An Internacionalista 2023 wrote this letter on August, 2023.

Hello All,

Welcome to my friends and family letter after 2 months of being in Guatemala! This letter is part update/part reflections on my time in Guatemala. I am so new here that I feel as though I have very few concrete learnings to share. I hope that you will get to know me better through this letter and in future letters, as well as more about the struggles I am engaging with here. I have been reflecting a lot on my groundings here, especially given all that I have been told about living abroad. As I learn and experience life here, I am finding differences, connections, and people being people. A lot of what I am finding pushes back against this idea of “abroad” as an abstract yet distinctly different life that is supposed to produce a culture shock.

------------------------------------------------

Problem description -> According to the letter from Guatemala, how long had the writer been in Guatemala when writing it?

Rows of box annotation data
------------------------------------------------

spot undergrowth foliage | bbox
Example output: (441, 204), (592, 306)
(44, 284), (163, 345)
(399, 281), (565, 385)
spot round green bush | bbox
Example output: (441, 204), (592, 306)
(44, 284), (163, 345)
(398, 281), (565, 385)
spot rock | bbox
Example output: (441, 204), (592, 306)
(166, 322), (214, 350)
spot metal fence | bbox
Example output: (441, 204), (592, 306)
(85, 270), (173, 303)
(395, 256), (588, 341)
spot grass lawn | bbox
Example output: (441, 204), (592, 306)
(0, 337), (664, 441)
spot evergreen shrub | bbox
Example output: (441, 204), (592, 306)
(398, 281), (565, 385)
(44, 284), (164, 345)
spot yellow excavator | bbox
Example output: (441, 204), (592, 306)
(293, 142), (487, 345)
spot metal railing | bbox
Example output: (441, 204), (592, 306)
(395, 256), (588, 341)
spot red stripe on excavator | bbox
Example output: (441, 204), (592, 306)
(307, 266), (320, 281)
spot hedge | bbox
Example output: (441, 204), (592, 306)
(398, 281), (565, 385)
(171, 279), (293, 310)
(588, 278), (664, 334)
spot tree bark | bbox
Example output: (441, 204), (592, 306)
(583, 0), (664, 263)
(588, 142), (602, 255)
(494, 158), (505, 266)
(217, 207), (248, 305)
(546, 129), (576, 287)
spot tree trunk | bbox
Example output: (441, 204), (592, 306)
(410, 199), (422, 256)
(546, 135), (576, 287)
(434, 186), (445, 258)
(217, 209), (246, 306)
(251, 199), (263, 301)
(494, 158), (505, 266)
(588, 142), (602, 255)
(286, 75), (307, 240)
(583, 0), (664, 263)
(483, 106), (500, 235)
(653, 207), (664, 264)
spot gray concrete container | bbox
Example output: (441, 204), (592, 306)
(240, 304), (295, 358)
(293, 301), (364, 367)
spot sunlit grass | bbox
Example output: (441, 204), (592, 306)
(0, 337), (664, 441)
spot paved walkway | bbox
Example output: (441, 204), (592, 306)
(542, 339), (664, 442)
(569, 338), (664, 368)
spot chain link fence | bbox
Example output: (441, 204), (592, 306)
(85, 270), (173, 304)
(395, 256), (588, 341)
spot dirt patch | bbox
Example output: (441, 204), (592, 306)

------------------------------------------------

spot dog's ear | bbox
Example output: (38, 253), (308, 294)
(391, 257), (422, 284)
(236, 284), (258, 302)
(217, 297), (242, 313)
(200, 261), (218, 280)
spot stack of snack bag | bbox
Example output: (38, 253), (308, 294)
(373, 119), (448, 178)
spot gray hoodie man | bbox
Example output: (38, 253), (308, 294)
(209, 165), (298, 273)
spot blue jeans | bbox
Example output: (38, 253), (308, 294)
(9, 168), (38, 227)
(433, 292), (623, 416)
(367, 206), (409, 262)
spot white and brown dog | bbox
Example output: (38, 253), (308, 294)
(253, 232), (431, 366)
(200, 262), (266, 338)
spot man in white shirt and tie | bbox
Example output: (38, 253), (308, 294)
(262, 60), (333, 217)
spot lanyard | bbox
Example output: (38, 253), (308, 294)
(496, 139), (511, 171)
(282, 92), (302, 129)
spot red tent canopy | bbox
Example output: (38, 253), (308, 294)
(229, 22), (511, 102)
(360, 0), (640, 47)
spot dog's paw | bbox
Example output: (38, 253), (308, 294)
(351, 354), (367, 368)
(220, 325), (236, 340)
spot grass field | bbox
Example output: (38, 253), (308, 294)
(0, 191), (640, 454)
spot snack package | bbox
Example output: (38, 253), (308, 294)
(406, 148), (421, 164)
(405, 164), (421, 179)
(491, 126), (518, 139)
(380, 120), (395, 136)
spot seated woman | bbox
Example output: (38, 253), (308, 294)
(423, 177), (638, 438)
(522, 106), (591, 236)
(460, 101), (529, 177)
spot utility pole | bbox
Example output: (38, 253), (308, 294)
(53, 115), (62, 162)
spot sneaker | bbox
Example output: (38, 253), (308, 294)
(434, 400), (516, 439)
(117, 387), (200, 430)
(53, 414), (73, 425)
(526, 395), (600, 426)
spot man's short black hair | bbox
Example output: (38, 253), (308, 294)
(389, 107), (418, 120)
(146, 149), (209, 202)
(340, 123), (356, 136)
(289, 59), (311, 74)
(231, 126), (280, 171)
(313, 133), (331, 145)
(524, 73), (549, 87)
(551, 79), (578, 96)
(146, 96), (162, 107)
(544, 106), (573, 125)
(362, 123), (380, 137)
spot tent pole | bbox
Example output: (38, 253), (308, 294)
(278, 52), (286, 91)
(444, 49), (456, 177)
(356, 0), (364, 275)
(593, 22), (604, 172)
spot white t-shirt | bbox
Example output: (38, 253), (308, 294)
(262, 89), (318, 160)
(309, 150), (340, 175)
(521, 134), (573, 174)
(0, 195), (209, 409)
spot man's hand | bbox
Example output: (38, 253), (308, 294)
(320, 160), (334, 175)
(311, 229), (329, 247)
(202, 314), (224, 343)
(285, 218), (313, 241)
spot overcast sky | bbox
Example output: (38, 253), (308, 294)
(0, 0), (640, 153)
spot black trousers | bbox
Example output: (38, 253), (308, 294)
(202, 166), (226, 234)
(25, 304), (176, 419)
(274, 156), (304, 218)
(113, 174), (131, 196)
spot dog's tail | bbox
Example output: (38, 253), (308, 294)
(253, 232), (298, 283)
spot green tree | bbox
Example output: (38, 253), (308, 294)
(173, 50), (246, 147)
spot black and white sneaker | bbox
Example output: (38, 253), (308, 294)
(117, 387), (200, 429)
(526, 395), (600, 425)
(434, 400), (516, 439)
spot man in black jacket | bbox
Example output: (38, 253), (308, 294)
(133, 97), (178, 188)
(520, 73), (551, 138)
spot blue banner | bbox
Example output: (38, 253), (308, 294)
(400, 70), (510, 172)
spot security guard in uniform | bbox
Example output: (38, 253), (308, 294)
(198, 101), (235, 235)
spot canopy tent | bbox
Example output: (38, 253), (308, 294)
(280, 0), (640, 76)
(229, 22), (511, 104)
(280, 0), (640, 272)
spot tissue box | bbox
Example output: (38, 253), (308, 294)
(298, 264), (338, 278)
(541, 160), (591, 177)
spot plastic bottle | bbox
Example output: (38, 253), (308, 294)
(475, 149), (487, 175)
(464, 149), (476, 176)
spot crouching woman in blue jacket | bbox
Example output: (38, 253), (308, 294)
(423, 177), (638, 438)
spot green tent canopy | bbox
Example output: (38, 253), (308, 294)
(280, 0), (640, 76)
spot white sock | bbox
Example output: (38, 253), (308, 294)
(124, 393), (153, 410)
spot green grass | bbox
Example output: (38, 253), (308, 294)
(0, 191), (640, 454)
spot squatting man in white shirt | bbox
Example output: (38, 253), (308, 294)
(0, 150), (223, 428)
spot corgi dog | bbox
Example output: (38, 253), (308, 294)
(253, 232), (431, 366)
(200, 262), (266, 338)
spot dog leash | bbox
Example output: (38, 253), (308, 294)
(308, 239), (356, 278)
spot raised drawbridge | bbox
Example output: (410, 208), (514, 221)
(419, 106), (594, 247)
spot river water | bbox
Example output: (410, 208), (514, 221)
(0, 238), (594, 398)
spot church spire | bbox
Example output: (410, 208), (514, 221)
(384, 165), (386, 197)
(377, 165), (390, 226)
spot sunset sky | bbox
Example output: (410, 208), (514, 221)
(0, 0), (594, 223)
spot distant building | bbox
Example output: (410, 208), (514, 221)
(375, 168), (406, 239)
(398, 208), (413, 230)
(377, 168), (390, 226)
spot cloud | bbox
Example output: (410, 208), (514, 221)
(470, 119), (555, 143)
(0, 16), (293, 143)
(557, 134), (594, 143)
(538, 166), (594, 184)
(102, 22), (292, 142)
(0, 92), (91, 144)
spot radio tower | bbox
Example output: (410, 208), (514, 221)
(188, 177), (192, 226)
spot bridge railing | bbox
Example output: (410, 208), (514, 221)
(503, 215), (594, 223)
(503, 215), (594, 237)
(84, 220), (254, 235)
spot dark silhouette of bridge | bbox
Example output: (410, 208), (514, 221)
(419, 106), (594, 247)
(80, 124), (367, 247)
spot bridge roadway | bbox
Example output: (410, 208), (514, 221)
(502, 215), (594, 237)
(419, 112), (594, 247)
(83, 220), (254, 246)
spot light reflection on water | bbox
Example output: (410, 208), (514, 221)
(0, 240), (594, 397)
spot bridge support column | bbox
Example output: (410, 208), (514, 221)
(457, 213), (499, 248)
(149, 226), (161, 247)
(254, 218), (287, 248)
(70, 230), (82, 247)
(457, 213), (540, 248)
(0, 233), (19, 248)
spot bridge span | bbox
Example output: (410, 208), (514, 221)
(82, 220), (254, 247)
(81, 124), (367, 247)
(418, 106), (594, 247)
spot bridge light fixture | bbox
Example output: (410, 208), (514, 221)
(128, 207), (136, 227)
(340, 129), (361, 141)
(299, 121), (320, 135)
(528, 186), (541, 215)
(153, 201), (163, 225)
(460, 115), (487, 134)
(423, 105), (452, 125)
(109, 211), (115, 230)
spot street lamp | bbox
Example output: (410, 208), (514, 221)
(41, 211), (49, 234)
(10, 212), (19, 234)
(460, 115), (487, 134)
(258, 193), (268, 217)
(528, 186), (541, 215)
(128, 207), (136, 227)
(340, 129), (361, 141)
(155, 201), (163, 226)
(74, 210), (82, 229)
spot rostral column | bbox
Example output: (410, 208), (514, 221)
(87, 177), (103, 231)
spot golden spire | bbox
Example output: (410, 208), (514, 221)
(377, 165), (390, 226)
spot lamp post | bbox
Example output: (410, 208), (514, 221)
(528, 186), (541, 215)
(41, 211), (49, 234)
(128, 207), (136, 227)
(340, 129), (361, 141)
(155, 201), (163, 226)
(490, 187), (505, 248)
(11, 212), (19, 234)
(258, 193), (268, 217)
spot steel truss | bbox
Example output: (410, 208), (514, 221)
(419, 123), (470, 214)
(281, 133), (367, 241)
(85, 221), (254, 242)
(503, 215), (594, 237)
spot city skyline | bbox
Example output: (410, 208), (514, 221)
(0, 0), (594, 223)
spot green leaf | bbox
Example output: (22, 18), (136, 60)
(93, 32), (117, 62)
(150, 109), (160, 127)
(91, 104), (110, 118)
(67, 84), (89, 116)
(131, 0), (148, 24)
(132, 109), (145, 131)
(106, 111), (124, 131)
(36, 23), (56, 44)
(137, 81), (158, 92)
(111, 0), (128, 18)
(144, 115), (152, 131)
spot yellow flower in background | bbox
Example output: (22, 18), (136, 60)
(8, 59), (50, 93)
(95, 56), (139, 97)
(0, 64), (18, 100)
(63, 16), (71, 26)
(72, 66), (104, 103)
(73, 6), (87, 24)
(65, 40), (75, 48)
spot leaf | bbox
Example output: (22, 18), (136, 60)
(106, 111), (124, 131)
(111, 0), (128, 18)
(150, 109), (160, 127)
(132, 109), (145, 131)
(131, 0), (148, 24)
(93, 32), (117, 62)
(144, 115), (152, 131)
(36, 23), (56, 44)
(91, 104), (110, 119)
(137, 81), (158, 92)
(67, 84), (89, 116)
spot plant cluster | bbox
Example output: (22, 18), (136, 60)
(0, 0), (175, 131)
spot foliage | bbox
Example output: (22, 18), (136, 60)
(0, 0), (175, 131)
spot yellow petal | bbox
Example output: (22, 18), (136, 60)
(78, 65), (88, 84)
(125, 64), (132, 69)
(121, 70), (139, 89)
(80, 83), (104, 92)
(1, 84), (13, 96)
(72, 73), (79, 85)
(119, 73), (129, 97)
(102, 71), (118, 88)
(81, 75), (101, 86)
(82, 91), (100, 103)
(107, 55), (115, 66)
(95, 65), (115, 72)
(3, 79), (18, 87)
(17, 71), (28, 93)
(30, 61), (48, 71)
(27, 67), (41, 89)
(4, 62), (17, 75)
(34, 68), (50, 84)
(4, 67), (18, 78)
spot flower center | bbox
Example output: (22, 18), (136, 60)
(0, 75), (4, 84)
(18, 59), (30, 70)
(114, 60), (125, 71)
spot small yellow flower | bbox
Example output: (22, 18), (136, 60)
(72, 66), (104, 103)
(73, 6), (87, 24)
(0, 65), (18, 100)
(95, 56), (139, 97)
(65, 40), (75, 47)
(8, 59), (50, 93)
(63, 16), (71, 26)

------------------------------------------------

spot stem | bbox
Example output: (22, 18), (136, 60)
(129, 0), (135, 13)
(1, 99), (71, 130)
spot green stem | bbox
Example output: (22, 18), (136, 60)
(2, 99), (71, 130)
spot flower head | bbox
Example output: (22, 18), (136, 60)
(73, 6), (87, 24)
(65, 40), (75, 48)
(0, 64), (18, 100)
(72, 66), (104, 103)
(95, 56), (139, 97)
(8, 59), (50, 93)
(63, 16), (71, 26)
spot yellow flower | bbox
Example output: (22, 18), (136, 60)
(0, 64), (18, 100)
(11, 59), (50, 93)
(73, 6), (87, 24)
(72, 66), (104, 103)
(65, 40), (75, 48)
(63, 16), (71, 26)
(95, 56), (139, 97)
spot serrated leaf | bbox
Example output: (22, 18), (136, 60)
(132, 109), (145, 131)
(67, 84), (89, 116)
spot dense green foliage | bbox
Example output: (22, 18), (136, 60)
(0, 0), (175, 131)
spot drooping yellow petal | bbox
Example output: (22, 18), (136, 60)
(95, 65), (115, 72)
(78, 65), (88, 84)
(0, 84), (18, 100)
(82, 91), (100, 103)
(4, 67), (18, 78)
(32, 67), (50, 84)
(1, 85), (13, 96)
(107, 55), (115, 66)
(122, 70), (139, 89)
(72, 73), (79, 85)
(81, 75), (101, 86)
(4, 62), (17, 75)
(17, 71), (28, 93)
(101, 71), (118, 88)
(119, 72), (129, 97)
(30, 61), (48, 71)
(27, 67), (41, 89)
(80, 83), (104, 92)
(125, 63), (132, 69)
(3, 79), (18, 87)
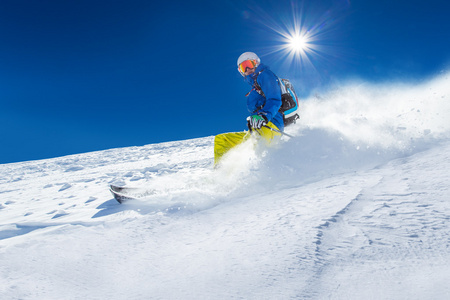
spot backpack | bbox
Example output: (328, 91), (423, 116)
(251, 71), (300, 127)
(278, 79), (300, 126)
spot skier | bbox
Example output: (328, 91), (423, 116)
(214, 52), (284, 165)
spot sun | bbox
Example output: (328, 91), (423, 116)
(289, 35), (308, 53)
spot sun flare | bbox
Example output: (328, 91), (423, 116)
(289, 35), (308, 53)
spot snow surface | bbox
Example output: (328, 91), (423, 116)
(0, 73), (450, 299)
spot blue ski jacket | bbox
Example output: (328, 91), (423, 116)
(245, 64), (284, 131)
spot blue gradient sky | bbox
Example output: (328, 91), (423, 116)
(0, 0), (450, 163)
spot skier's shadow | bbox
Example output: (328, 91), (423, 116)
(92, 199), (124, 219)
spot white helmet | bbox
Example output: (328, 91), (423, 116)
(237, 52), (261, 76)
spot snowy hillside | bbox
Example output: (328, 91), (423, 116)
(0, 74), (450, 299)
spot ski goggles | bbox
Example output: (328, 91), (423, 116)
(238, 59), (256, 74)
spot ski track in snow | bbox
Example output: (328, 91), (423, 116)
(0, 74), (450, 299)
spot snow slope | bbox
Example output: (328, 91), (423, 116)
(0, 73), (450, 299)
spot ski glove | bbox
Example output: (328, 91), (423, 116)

------------------------------------------------

Task result -> Two months.